(EXERCISE TASK):
Transcribe the lines below verbatim, starting with the line that contains "Practice step: put one dot on the black" and going on through the final line.

════════════════

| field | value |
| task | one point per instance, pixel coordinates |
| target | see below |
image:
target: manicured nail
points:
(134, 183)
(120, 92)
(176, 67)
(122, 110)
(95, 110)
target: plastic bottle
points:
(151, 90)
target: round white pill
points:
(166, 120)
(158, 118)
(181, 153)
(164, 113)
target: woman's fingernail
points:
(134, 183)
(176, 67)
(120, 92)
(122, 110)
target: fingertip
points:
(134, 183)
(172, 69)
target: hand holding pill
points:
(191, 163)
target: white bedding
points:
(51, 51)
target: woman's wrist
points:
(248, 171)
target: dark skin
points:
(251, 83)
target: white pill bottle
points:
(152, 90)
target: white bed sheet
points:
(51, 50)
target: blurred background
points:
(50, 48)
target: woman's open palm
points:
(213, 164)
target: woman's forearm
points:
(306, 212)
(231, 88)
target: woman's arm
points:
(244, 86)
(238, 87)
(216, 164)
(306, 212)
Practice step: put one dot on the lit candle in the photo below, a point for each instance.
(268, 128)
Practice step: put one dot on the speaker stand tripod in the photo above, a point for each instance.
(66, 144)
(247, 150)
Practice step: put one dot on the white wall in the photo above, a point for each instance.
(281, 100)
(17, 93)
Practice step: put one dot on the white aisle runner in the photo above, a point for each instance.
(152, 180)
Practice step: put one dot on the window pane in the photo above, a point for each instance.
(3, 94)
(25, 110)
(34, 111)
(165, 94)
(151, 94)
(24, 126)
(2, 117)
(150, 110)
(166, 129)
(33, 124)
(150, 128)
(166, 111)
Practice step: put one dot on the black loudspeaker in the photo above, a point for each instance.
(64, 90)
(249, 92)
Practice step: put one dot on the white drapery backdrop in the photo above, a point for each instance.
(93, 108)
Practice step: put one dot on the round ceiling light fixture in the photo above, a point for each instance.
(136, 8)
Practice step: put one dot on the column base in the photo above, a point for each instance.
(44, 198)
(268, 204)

════════════════

(EXERCISE RESULT):
Practice step: put one dot on the black loudspeaker in the photo above, a point for each instance.
(64, 90)
(249, 92)
Practice step: put one dot on the white drapery backdrop in the photo above, a point for each instance.
(93, 108)
Practice step: put one dot on the round ceiling light fixture in the photo above, a point for each instance.
(136, 8)
Practice step: put one dot on the column base in the photo above, a point for each instance.
(44, 198)
(268, 204)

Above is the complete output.